__Data supplied__:
#####

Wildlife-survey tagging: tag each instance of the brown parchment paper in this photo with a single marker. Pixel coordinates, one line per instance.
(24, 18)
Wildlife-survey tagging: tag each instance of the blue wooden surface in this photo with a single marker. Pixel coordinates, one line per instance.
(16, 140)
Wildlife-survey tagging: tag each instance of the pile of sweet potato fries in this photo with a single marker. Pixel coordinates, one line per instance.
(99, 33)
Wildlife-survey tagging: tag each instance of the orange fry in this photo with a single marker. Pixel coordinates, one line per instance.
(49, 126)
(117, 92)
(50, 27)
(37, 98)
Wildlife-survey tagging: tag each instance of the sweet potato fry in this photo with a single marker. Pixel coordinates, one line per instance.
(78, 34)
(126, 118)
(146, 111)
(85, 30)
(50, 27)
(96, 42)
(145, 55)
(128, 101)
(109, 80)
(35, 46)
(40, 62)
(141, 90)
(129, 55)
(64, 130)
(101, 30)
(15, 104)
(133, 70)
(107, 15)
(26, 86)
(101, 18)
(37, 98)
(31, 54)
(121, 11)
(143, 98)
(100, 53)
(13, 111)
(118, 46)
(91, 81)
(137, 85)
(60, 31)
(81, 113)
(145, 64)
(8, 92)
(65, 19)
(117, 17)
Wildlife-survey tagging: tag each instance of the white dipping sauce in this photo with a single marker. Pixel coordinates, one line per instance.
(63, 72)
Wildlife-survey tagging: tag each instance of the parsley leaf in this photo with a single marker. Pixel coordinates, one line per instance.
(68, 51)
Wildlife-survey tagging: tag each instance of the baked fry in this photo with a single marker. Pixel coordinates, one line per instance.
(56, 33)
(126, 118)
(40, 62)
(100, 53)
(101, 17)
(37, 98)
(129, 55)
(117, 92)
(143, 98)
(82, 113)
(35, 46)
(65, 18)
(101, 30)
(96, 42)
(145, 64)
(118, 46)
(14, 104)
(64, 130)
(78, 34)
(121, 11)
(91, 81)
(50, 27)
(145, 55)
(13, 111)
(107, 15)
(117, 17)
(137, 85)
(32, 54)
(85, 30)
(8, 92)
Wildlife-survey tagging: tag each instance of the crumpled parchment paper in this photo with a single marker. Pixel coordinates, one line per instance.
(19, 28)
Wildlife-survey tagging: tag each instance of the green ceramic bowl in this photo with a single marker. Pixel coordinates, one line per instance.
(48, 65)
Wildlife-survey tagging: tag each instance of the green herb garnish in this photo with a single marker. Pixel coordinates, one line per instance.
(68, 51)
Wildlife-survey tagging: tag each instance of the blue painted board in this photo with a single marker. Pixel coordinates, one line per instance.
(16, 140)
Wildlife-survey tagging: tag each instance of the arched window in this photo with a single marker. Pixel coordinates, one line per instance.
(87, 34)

#####

__Instruction__: Reproduce all data above, unchanged.

__Correct output__:
Wildlife-survey tagging: tag each instance of the brown parchment paper in this photo with a single marker. Pixel coordinates, one line per instance.
(24, 18)
Wildlife-survey tagging: tag each instance of the blue wooden surface in this photo with a single marker. Pixel coordinates, one line per instance.
(16, 140)
Wildlife-survey tagging: tag each instance of the pile of sweet potato fries in this photo with a single marker. Pixel coordinates, one line per instance.
(99, 33)
Wildlife-survey tagging: tag each instance of the orange fry in this photo with a single marker. Pixel coordinates, one line per instance.
(49, 126)
(117, 92)
(50, 27)
(37, 98)
Wildlife-survey tagging: tag each instance of the sweet potato fry in this photo with a single marker. Pixel coordinates, one line per instance.
(78, 34)
(126, 118)
(146, 111)
(85, 30)
(50, 27)
(96, 42)
(145, 55)
(128, 101)
(109, 80)
(35, 46)
(40, 62)
(141, 90)
(129, 55)
(64, 130)
(101, 30)
(15, 104)
(133, 70)
(107, 15)
(26, 86)
(101, 18)
(37, 98)
(31, 54)
(121, 11)
(143, 98)
(100, 53)
(13, 111)
(118, 46)
(91, 81)
(137, 85)
(60, 31)
(81, 113)
(145, 64)
(8, 92)
(65, 19)
(117, 17)
Wildlife-survey tagging: tag each instance of the white dipping sauce in this photo with a single marker. Pixel coordinates, one line per instance.
(63, 72)
Wildlife-survey tagging: tag each instance of the parsley leaf in this photo with a single marker. Pixel coordinates, one line per instance.
(68, 51)
Wildlife-survey tagging: tag each instance of the baked fry in this photo with a single marker. Pixel coordinates, one line per instance.
(56, 33)
(126, 118)
(40, 62)
(100, 53)
(101, 17)
(37, 98)
(129, 55)
(117, 92)
(143, 98)
(82, 113)
(35, 46)
(65, 18)
(101, 30)
(96, 42)
(145, 64)
(118, 46)
(14, 104)
(64, 130)
(78, 34)
(121, 11)
(91, 81)
(50, 27)
(145, 55)
(13, 111)
(107, 15)
(117, 17)
(137, 85)
(32, 54)
(85, 30)
(8, 92)
Wildlife-survey tagging: tag each instance of the crumpled parchment paper in this photo with a single marker. Pixel coordinates, one line per instance.
(19, 28)
Wildlife-survey tagging: tag each instance of the green ceramic bowl in this photo with a single marker. Pixel coordinates, one line per instance.
(48, 65)
Wildlife-survey tagging: tag each instance of the green herb garnish in this photo with a single marker. Pixel coordinates, one line per instance.
(68, 51)
Wildlife-survey tagging: tag each instance of the blue painted board in this photo with a single marker. Pixel coordinates, one line per instance.
(16, 140)
Wildlife-survey tagging: tag each instance of the arched window in this photo with a single marker. Pixel coordinates, one line per instance.
(87, 34)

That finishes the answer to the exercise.